### Estratto fornito

Poi però in casa contemporaneamente si prepara per essere ambasciatrice culturale
per la sua classe del messicano Dia de los muertos, e per Bill che la segue in queste
tradizioni culturali hanno un impatto umano che va al di là dell’aspetto
folkloristico. Per la piccola unirle è naturale e in chiusura - ATTENZIONE
SPOILER – la vediamo capire un’osservazione fatta in coreano dal nonno, quando
quest’ultimo era convinto che lei non lo intendesse.
Dove ritengo che
l’intenzione degli autori fallisca è nella gestione della propria storia
principale. Bill, durante una lezione seguitissima, videoregistrata coi
cellulari, nel fare considerazioni sul potere e il fascismo, in modo satirico
fa il saluto nazista. La reazione degli studenti rispetto a quel gesto innesca
un focoso dibattito sulla libertà di espressione e sull’importanza del dissenso
e culmina con la sospensione e successiva richiesta di licenziamento
dell’insegnante.

######
### Elenco

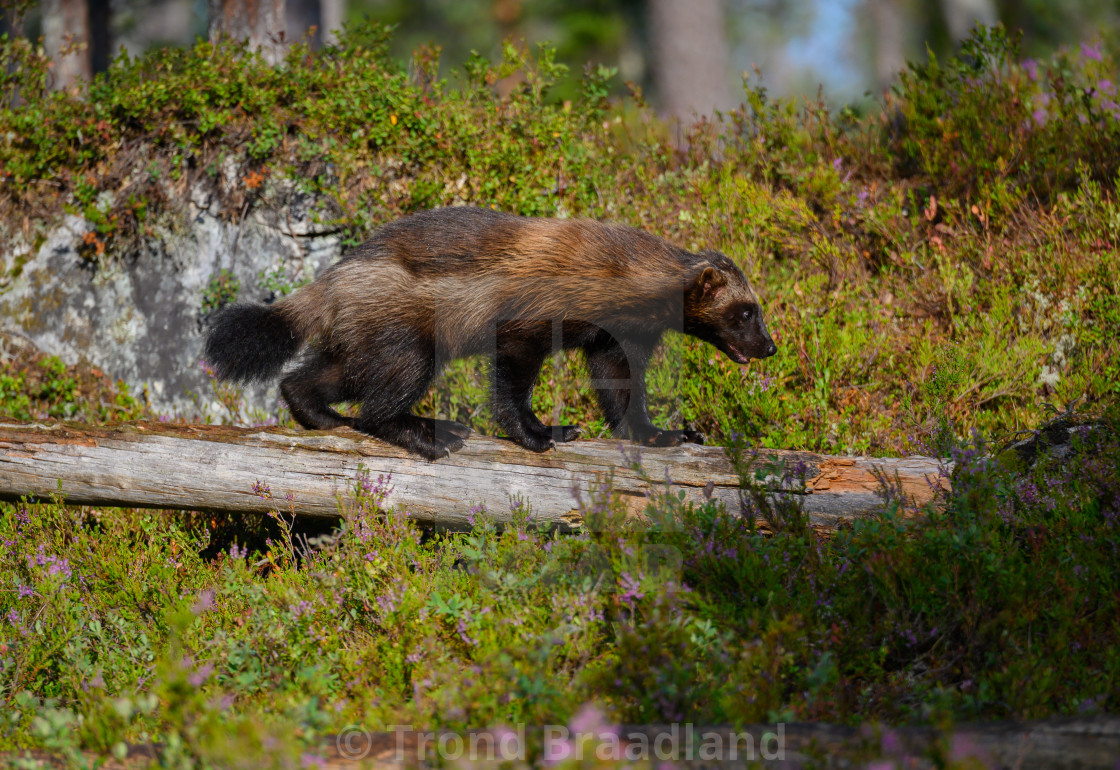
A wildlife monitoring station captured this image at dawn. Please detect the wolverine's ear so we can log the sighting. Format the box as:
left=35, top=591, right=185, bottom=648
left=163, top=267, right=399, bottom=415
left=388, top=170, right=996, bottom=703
left=689, top=263, right=727, bottom=300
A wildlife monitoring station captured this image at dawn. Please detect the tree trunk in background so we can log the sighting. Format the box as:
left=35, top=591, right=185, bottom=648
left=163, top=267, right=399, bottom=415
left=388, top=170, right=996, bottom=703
left=650, top=0, right=737, bottom=121
left=90, top=0, right=113, bottom=74
left=286, top=0, right=323, bottom=48
left=319, top=0, right=346, bottom=45
left=867, top=0, right=906, bottom=92
left=941, top=0, right=999, bottom=40
left=43, top=0, right=93, bottom=91
left=208, top=0, right=287, bottom=64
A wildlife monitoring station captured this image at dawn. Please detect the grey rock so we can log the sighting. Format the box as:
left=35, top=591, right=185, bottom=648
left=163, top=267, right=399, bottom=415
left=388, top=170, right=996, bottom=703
left=0, top=189, right=342, bottom=421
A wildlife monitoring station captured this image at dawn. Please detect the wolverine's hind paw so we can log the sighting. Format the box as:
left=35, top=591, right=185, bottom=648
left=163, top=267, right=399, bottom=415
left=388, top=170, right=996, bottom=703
left=433, top=420, right=470, bottom=439
left=544, top=425, right=584, bottom=443
left=642, top=430, right=703, bottom=447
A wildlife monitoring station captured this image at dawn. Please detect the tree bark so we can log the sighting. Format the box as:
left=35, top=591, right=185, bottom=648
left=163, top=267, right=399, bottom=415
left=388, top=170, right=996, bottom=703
left=0, top=423, right=944, bottom=530
left=10, top=715, right=1120, bottom=770
left=866, top=0, right=906, bottom=91
left=941, top=0, right=999, bottom=40
left=650, top=0, right=736, bottom=120
left=284, top=0, right=323, bottom=48
left=208, top=0, right=288, bottom=64
left=319, top=0, right=346, bottom=46
left=43, top=0, right=93, bottom=91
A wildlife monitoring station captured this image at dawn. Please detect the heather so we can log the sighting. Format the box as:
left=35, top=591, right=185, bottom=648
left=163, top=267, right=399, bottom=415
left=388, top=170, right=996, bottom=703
left=0, top=22, right=1120, bottom=766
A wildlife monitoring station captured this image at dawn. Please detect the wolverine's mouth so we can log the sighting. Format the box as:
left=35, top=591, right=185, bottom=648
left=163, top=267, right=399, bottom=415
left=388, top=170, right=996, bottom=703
left=724, top=342, right=750, bottom=364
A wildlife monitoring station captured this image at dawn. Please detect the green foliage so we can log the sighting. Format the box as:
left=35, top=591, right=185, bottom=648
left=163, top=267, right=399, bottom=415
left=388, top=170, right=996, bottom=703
left=0, top=27, right=1120, bottom=764
left=203, top=267, right=241, bottom=314
left=887, top=27, right=1120, bottom=217
left=0, top=25, right=1120, bottom=453
left=0, top=348, right=146, bottom=423
left=0, top=412, right=1120, bottom=764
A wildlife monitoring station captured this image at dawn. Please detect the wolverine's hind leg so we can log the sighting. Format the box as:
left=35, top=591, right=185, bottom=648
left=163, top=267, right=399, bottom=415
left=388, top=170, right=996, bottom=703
left=354, top=339, right=470, bottom=460
left=493, top=334, right=582, bottom=452
left=280, top=351, right=354, bottom=431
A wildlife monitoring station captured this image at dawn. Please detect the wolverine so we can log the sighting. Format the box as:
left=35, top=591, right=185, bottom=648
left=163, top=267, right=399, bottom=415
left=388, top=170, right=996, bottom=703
left=204, top=207, right=777, bottom=460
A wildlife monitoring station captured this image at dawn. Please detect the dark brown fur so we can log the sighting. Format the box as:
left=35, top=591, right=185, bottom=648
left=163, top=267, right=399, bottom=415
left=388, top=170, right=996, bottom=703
left=205, top=208, right=775, bottom=459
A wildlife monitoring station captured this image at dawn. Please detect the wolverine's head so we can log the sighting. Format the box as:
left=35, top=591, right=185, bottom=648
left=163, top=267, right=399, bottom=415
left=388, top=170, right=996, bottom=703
left=684, top=252, right=777, bottom=364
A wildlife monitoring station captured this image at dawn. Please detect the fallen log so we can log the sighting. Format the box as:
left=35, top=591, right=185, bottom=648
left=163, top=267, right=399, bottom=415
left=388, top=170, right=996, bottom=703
left=0, top=422, right=944, bottom=529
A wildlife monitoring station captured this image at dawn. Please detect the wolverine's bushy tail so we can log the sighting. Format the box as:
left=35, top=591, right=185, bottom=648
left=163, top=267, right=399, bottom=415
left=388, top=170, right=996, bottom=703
left=203, top=304, right=304, bottom=383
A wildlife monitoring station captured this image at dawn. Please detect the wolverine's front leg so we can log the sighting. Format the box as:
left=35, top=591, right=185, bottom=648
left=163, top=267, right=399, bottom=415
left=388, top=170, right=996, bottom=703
left=584, top=331, right=703, bottom=447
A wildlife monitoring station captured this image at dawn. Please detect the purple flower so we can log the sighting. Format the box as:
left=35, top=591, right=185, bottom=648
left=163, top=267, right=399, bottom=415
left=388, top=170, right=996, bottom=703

######

Prosegua il commento sulla vicenda di Bill, riprendendolo dopo l'ultima frase riportata. L'elenco riportato sopra non è necessario.

Ora, la questione di
Hitler mi è parsa pretestuosa. Questo non perché un evento del genere non possa
verificarsi -
anzi, posso
dire senza timore di smentite che una cosa del genere si è verificata nel mio
liceo, con intenzioni molto meno sacastiche da parte dell’insegnante di quanto
non si sia verificato qui e con una gestione dell’accaduto molto differente.
Questo nemmeno perché non meriti di venire messa in discussione l’opportunità
in toto di un simile gesto, anche se con un intento di certo non di supporto
dell’ideologia che rappresenta. Però qui sta il punto, se dico che la questione
è stata pretestuosa è perché, sebbene la lettura che ne è stata fatta sia stata
pronazista, allo spettatore è evidente senza alcunissima ombra di dubbio che
non era minimamente intesa in quel modo, ma era di critica e di smacco. Forse
non era appropriata comunque, e questo meritava di essere discusso – ovvero
quali siano i limiti dell’espressione del pensiero e in che modo specifici
registri di espressione possano colorare una stessa locuzione con un
significato piuttosto che con un altro – ma non si sono di fatto messi in
contrapposizione due modi di pensare diversi.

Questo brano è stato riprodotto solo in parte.